⟨

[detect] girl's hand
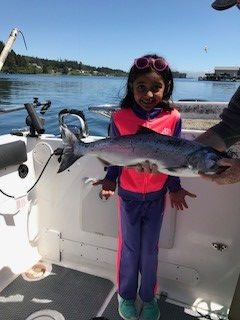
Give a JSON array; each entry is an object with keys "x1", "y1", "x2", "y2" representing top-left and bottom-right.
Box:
[
  {"x1": 129, "y1": 160, "x2": 160, "y2": 174},
  {"x1": 169, "y1": 189, "x2": 197, "y2": 210},
  {"x1": 93, "y1": 179, "x2": 117, "y2": 199}
]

⟩

TASK — Rewrite the data above as a Markdown table with the columns Row and Line, giving each non-blank line its own numbered row. Leave out the pictures.

RESPONSE TO THE TASK —
| Row | Line |
|---|---|
| 1 | [detect] girl's hand |
| 2 | Give a JSON array; each entry is an object with keys "x1", "y1", "x2", "y2" representing top-left and bottom-right. |
| 3 | Box: |
| 4 | [ |
| 5 |   {"x1": 129, "y1": 160, "x2": 160, "y2": 174}, |
| 6 |   {"x1": 169, "y1": 189, "x2": 197, "y2": 210}, |
| 7 |   {"x1": 93, "y1": 179, "x2": 117, "y2": 199} |
| 8 | ] |